* EXTRACT PROVIDED *
========================================
Shamanic initiation often begins with some circumstance that essentially signifies an inability on the part of a would-be shaman to ‘lead a normal life’ – whatever that might mean in the context of the society that s/he lives in.
Sometimes this ‘inability’ manifests as a severe illness; then, the process of initiation would involve self-healing of the malady, a regaining of equilibrium. This can also happen through grappling with what Western minds would term mental illnesses.
Separation and Turning Inward
The identification with the animal world, also, which is such a distinctive motif in shamanic lore, relates to the ways in which a prospective medicine man separates from the human community during the time of initiation.
Animal consciousness brings us into the heart of nature – and, in the process, draws us away from the belief systems and customs of the culture that we’ve thus far been living in.
The vision must be reached in this way, through separation from the human community for a time, because the healing that the shaman is eventually able to offer involves those aspects of consciousness that the community lacks, and longs for.
========================================
* ENTRIES PROVIDED *

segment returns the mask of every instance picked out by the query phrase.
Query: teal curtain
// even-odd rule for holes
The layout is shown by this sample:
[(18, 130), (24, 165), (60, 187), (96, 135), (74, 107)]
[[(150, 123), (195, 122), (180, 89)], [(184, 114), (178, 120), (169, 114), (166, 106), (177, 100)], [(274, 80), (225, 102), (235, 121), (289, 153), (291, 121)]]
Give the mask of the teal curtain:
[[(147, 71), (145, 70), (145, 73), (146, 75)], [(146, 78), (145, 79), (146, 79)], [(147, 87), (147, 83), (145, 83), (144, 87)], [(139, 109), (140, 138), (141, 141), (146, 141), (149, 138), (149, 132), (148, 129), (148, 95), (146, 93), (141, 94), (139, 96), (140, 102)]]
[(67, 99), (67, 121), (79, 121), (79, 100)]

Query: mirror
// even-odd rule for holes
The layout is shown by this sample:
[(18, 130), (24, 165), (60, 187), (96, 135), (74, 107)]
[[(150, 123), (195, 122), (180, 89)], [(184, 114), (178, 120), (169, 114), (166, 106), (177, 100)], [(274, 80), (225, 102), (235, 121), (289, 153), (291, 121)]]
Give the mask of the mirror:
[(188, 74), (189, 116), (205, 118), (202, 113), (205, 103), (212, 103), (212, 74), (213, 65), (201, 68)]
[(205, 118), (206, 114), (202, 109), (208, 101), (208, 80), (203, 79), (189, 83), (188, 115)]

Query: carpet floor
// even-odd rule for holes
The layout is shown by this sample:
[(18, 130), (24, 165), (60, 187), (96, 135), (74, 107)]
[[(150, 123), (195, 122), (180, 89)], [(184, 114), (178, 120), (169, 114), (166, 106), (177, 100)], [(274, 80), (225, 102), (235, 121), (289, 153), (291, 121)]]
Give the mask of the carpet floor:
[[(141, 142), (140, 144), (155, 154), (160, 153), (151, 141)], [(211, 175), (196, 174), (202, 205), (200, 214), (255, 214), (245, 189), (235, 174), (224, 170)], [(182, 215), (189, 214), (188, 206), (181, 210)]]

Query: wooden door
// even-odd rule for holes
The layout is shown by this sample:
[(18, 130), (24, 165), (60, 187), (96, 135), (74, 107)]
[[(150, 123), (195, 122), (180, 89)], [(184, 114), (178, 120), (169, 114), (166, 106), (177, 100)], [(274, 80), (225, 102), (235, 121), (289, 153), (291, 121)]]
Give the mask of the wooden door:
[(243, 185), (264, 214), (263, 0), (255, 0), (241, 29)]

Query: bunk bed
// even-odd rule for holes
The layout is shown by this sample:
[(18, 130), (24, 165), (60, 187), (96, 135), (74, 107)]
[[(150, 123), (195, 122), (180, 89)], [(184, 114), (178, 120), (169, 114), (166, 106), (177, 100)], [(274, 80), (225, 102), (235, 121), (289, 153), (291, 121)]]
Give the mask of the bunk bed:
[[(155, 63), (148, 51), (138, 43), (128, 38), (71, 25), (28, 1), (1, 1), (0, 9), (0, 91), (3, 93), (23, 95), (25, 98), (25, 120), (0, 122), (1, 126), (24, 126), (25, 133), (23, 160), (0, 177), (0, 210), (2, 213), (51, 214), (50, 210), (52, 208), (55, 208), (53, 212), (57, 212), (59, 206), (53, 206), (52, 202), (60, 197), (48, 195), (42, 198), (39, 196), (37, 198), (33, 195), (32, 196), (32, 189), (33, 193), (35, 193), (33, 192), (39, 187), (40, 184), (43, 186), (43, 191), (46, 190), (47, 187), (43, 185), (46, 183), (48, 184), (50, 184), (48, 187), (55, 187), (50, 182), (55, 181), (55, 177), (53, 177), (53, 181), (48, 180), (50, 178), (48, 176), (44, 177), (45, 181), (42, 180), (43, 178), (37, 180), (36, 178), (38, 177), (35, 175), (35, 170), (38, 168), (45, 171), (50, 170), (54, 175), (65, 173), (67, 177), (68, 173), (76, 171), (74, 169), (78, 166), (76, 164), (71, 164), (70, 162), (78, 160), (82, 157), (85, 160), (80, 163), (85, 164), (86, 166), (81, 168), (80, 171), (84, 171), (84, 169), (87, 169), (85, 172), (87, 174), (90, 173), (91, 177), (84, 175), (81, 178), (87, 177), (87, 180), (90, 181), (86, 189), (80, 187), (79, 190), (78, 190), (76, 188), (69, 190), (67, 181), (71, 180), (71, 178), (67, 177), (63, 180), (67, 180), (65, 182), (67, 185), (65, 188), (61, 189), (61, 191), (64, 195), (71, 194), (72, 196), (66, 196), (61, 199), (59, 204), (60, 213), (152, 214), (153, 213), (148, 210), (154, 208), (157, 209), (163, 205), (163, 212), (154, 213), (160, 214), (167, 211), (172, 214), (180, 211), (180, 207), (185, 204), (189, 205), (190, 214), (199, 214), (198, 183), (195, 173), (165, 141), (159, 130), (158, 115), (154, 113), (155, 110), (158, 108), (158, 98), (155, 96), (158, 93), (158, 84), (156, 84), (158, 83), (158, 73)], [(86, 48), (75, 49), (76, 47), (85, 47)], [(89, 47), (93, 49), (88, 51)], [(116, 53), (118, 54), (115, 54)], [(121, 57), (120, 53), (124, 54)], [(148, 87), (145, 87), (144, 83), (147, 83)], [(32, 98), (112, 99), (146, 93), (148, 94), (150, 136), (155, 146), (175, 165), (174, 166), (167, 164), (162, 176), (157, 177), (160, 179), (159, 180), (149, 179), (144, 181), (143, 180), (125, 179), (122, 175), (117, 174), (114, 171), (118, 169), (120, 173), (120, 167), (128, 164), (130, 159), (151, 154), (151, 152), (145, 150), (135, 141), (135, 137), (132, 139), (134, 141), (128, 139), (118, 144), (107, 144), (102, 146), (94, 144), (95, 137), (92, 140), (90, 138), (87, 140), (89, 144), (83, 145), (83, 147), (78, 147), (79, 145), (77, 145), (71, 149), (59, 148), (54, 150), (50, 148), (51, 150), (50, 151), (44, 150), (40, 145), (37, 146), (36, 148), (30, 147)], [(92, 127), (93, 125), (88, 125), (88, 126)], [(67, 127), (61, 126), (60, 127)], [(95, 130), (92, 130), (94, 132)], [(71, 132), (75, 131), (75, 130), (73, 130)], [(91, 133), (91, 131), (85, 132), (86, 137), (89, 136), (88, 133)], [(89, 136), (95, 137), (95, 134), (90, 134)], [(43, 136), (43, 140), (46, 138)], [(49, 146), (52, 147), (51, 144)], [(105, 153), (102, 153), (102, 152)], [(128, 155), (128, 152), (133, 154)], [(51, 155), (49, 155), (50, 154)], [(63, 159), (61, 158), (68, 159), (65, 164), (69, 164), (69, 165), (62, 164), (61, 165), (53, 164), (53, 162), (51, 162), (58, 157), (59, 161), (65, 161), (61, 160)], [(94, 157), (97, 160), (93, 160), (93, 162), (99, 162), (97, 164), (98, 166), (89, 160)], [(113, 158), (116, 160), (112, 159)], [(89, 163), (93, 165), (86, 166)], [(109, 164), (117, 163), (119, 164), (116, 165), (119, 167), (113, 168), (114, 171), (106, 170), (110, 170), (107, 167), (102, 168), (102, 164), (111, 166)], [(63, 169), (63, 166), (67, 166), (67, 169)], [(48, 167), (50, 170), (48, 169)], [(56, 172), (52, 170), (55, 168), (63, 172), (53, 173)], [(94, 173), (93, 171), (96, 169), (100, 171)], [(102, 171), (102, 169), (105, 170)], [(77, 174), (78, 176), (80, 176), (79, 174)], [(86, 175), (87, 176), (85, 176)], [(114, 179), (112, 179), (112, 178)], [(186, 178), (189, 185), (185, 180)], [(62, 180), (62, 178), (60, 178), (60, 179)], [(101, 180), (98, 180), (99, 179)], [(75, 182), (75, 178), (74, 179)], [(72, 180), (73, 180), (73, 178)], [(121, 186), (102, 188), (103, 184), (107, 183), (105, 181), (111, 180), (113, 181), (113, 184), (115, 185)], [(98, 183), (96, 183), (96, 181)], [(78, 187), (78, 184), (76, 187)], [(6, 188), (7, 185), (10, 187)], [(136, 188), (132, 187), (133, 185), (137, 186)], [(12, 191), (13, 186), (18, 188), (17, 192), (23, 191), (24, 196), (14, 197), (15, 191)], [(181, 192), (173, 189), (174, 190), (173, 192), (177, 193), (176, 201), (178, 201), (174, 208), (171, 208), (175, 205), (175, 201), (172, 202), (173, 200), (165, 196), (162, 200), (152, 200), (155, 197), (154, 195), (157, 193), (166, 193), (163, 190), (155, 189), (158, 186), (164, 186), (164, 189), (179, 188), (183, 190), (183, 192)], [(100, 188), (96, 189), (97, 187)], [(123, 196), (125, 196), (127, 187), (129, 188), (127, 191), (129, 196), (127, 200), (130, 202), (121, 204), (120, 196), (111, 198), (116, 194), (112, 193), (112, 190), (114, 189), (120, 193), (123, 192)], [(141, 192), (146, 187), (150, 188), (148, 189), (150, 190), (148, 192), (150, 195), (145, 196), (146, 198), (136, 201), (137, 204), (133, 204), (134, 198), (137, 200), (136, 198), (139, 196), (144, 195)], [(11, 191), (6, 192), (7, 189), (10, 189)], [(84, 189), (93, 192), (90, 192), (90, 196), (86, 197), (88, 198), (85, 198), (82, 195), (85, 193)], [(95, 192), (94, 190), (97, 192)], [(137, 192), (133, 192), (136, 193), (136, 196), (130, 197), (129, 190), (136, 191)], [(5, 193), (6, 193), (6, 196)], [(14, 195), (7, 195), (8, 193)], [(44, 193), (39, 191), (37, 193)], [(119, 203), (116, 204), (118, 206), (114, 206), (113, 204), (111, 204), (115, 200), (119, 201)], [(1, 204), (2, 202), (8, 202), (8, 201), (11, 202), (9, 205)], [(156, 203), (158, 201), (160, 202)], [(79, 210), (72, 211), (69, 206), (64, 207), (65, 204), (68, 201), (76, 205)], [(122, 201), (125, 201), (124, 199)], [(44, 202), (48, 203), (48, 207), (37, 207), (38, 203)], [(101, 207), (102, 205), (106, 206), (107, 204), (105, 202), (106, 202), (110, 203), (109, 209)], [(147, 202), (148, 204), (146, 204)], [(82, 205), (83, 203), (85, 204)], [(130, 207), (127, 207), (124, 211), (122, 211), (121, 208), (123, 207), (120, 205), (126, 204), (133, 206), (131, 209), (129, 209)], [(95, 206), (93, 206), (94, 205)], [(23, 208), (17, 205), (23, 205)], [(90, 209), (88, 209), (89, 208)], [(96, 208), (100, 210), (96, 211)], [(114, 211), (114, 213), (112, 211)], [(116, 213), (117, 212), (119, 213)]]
========================================
* GOAL OF THE EXERCISE *
Return the passage on shamanic initiation verbatim, starting at "Sometimes this ‘inability’" and ending at "time of initiation.".

* ANSWER TO THIS EXERCISE *
Sometimes this ‘inability’ manifests as a severe illness; then, the process of initiation would involve self-healing of the malady, a regaining of equilibrium. This can also happen through grappling with what Western minds would term mental illnesses.
Separation and Turning Inward
The identification with the animal world, also, which is such a distinctive motif in shamanic lore, relates to the ways in which a prospective medicine man separates from the human community during the time of initiation.